# CHALLENGE A
Pull out every line of the records that contains the word "post". Case counts.

# TEXT TO READ
□ □ □ □
Space balloon rides: Will they work this time?

Seven years ago, entrepreneurs planned trips to the stratosphere, but tourists never got off the ground. They're trying again

By Kenneth Chang
Published: Jun 20, 2020

space balloon trips_bgIn a concept illustration provided by the company, the Spaceship Neptune, which Space Perspective hopes to operate as a space tourism venture. The balloon journey to the stratosphere, about 19 miles off the ground — would be high enough to view the blackness of space and the curvature of a round Earth.
Image: Space Perspective via The New York Times

Nearly seven years ago, two entrepreneurs unveiled a company, World View, that would take tourists on a gentle balloon journey to the stratosphere, about 19 miles off the ground — high enough to view the blackness of space and the curvature of a round Earth.

Those journeys never happened. But on Thursday, those same entrepreneurs are back again, announcing the start of a new company with a similar sounding name, Space Perspective, to offer the same vision.

Despite years of promises, the business of space tourism largely remains a dream of the future. Although seven ultrawealthy people have spent tens of millions of dollars each to visit the International Space Station, companies aiming to open up outer space to more people have yet to lift a single paying passenger.

The founders of Space Perspective insist that their business plan is sound — offering the sights of space to those who would prefer a leisurely, hourslong cruise to a giant roller coaster ride where the excitement is over in minutes.

“It’s so gentle,” said Jane Poynter, who shares the chief executive title with her husband, Taber MacCallum, at the new company. “It’s much less dynamic than a rocket-based flight. I know that there’s a lot of people that either cannot or don’t want to go on a rocket, but they really want to go to space.”

In 2013, Poynter and MacCallum said World View’s first passenger trips might take off as soon as 2015. Instead, the company switched its focus to flying smaller balloons for scientific experiments and an advertising stunt in 2017: a highflying chicken sandwich for KFC.

Last year, as World View transitioned from startup to maturing business, Poynter and MacCallum stepped away from day-to-day operations. They are still minority owners.

Then they revisited their original dream.

In many ways, the Space Perspective trips mirror World View’s intended journeys. A giant balloon lifts a capsule holding a pilot and passengers from the old space shuttle landing strip at Kennedy Space Center in Florida. Space Perspective’s design has space for eight paying customers, one more than World View had intended to carry — to an altitude of 100,000 feet.

“We ascend under the balloon at a blazing 12 miles an hour,” MacCallum said. “So it takes us about two hours to get up to the float altitude.”

That is only about one-third of the way to the 62-mile altitude that is often considered the boundary of outer space, but it is still high enough to see that our planet is indeed round. Poynter said the price for a ride would be more expensive than the $75,000 that World View had planned to charge, probably about $125,000.
□ □ □ □
# RECORD EXTRACTS
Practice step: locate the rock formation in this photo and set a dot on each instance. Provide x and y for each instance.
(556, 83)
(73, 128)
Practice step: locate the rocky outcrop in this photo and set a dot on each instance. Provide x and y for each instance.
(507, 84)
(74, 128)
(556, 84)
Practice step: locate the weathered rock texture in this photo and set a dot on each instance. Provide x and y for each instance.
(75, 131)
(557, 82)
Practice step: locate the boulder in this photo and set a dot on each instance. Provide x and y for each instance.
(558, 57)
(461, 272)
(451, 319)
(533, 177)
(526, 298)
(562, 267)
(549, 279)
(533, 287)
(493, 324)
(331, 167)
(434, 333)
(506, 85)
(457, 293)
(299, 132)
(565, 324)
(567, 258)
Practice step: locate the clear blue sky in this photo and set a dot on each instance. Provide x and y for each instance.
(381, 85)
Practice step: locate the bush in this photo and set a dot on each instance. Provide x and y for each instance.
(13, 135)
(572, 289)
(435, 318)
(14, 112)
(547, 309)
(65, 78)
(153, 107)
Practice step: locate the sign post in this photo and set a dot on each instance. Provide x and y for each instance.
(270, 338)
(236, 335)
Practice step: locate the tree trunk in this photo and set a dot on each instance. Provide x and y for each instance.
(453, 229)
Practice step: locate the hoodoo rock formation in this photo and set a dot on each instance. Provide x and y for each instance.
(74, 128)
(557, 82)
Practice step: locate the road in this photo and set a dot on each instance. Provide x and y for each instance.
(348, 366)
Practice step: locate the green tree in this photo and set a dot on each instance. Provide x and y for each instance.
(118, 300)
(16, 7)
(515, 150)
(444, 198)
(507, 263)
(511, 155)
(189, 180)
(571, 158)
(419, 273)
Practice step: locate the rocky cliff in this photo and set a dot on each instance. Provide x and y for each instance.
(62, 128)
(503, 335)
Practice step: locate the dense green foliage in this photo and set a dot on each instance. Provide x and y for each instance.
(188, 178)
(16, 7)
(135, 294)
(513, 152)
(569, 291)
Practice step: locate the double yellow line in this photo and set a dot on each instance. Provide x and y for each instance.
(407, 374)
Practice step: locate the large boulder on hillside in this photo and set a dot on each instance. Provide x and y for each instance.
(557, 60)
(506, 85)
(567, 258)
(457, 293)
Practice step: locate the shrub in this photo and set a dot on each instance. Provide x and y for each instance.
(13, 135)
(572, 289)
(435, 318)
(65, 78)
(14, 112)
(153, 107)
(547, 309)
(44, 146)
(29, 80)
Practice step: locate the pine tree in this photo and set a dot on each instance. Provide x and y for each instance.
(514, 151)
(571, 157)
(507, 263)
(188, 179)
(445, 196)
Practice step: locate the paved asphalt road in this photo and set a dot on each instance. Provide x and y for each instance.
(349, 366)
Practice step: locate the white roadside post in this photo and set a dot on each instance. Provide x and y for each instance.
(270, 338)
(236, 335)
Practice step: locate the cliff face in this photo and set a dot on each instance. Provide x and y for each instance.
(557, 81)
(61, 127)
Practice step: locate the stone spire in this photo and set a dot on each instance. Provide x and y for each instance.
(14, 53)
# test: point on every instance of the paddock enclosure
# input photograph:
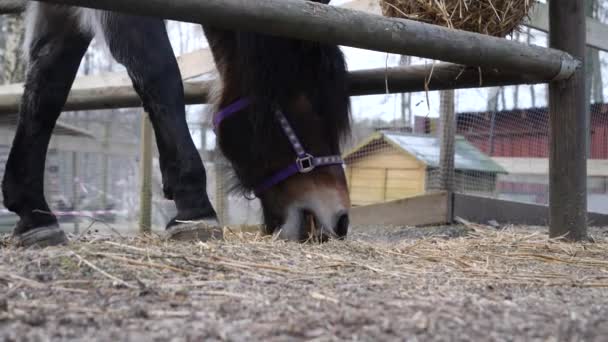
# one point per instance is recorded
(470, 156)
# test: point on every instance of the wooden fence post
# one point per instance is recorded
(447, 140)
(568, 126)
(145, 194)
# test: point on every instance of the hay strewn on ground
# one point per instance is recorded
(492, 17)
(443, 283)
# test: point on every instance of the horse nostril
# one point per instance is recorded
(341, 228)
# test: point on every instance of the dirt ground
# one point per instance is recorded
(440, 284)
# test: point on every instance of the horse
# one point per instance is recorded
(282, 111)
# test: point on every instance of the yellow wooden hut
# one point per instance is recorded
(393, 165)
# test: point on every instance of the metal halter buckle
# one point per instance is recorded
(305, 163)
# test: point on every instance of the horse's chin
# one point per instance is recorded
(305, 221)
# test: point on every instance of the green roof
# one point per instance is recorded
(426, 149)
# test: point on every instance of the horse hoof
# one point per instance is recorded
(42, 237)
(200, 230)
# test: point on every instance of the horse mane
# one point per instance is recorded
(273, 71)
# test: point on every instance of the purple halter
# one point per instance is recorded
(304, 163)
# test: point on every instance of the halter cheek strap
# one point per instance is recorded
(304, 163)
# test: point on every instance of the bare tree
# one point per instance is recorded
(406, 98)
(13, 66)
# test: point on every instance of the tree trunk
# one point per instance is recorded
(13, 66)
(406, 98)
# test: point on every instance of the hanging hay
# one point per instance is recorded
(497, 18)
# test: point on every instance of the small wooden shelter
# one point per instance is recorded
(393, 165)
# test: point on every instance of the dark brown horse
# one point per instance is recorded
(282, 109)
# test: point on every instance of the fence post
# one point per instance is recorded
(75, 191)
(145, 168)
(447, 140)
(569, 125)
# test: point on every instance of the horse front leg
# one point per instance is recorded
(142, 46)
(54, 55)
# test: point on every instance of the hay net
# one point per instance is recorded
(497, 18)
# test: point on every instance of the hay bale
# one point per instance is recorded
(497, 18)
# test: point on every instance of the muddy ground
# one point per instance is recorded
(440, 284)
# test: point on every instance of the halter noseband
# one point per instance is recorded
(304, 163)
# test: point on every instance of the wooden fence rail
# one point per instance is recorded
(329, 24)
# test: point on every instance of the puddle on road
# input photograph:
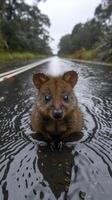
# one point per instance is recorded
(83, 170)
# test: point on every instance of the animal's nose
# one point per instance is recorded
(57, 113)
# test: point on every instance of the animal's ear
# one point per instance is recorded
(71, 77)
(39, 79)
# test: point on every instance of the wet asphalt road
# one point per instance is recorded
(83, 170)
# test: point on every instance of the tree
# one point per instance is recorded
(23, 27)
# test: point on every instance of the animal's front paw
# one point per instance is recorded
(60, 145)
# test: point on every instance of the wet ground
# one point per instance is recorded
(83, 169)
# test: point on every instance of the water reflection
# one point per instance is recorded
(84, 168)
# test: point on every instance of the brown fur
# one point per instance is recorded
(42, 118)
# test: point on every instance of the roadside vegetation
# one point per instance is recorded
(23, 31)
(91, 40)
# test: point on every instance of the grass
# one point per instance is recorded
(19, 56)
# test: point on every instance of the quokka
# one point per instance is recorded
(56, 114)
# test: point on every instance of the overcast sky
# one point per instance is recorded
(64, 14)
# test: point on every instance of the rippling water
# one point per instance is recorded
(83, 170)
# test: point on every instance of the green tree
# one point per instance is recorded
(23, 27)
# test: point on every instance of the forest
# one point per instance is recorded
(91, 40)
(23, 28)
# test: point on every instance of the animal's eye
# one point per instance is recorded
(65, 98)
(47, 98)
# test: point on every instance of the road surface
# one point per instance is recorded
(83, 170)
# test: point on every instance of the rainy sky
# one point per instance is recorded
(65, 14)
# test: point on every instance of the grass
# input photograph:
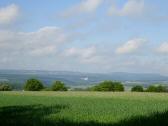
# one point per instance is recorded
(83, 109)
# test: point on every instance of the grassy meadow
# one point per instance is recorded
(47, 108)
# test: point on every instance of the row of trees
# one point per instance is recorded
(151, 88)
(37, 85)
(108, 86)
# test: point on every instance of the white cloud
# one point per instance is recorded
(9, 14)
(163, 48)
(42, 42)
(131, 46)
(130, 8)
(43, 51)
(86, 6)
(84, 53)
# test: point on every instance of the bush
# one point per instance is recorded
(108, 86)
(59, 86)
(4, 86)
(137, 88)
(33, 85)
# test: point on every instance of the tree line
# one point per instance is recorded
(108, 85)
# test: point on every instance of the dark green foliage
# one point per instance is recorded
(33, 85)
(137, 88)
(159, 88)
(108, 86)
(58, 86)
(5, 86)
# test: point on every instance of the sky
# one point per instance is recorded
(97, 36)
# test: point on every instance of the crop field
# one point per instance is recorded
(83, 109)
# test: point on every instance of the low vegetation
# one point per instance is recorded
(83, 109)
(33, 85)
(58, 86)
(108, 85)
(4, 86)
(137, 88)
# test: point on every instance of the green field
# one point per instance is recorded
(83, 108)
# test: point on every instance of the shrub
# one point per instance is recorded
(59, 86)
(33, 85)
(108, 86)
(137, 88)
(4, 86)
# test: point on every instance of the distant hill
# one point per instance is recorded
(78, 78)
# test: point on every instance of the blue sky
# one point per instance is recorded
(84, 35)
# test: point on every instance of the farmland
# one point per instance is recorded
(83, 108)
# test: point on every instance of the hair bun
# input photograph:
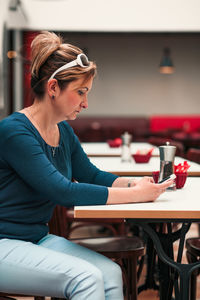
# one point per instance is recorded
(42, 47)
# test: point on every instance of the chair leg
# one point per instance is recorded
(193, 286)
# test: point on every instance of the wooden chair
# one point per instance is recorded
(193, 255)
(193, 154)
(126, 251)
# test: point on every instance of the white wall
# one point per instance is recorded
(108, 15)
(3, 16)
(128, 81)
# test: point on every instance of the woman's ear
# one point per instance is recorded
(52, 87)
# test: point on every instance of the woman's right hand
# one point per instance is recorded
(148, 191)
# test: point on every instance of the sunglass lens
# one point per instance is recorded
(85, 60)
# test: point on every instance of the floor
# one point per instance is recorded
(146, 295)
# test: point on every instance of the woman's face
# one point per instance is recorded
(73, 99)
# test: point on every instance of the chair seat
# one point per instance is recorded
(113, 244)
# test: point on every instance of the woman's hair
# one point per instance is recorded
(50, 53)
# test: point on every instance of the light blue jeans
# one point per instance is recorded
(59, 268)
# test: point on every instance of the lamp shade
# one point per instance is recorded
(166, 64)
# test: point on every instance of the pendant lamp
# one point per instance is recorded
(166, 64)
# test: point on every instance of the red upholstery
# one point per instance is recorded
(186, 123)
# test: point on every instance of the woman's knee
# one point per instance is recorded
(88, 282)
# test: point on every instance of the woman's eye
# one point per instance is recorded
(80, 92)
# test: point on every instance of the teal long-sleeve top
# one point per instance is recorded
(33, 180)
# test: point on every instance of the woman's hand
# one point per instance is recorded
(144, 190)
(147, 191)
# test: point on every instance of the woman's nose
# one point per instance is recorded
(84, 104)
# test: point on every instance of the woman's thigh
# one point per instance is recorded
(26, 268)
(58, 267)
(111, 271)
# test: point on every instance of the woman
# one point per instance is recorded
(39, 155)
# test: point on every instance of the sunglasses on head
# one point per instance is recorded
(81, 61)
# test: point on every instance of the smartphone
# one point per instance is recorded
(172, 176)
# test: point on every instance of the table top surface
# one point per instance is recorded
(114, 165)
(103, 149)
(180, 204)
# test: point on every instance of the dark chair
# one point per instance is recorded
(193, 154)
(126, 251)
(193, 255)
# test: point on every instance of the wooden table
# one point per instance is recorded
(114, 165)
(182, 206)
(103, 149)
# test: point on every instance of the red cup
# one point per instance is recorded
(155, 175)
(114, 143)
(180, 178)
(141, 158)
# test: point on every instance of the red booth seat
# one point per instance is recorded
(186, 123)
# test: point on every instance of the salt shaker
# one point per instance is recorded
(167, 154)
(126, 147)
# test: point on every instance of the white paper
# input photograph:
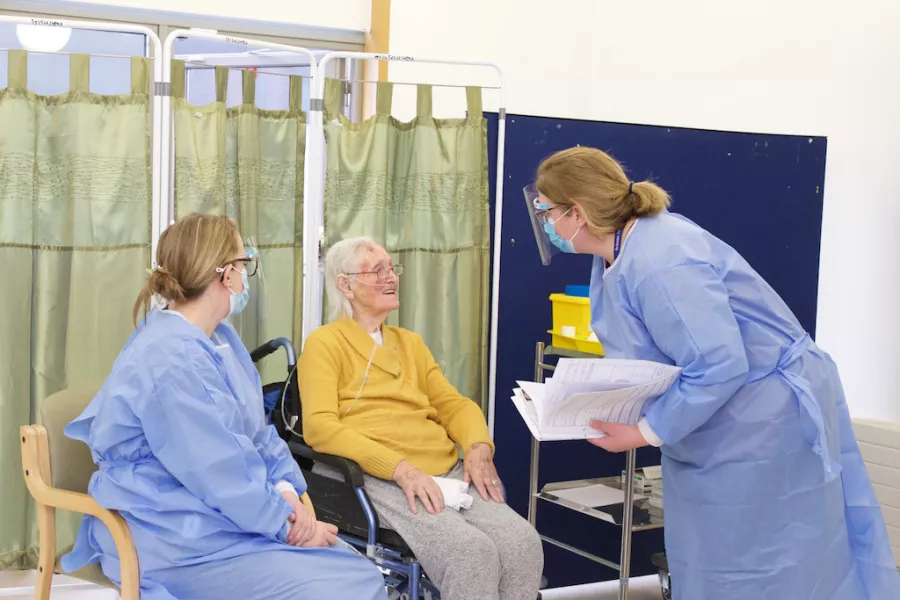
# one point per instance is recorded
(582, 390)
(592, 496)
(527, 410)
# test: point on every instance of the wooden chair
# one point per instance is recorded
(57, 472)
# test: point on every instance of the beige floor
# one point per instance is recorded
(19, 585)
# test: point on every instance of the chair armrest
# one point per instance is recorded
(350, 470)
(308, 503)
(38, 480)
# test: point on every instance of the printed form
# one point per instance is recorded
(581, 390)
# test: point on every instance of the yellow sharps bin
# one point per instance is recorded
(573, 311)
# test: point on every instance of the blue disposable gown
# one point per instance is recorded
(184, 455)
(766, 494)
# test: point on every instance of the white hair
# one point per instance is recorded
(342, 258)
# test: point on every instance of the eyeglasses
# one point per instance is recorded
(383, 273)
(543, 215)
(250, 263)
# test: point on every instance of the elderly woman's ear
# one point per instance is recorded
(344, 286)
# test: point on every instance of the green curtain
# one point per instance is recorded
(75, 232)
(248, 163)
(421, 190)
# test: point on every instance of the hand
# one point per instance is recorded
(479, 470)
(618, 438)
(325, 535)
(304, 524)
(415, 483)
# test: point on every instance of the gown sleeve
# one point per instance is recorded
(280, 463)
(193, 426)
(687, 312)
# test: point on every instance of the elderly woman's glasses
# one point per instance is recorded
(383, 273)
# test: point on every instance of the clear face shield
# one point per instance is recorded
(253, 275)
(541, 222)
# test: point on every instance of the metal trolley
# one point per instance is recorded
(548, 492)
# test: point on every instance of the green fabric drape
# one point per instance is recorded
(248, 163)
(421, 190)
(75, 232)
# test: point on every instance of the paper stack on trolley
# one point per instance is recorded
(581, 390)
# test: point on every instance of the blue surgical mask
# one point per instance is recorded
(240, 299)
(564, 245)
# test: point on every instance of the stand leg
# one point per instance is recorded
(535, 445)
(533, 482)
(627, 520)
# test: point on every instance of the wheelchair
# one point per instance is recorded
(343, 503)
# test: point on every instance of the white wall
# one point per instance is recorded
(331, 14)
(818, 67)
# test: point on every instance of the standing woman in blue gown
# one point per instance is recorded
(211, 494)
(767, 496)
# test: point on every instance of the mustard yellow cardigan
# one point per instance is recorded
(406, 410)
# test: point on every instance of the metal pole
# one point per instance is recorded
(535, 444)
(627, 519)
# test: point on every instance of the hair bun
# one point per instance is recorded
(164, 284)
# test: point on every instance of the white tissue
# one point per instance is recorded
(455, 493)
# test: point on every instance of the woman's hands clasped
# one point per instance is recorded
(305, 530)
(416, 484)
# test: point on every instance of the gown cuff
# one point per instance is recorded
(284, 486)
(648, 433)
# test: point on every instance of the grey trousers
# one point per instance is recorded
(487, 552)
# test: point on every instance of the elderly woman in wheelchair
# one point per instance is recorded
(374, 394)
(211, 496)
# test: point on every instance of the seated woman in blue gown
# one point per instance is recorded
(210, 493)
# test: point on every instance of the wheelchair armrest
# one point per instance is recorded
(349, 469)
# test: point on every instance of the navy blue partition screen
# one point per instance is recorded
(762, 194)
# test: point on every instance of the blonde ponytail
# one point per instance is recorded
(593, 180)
□ □ □ □
# CHALLENGE B
Reproduce the article on space balloon rides from "Last year, as" up to and including "of 100,000 feet.".

# TASK OUTPUT A
Practice step: locate the sign post in this photo and set a dot on each instance. Provide x and y for each instance.
Practice step: locate the white roadside post in this photo and set a dot on each instance. Provide x and y for each instance.
# test: point on every instance of the wooden fence post
# test: point on every instance of the fence post

# TASK OUTPUT B
Last year, as World View transitioned from startup to maturing business, Poynter and MacCallum stepped away from day-to-day operations. They are still minority owners.

Then they revisited their original dream.

In many ways, the Space Perspective trips mirror World View’s intended journeys. A giant balloon lifts a capsule holding a pilot and passengers from the old space shuttle landing strip at Kennedy Space Center in Florida. Space Perspective’s design has space for eight paying customers, one more than World View had intended to carry — to an altitude of 100,000 feet.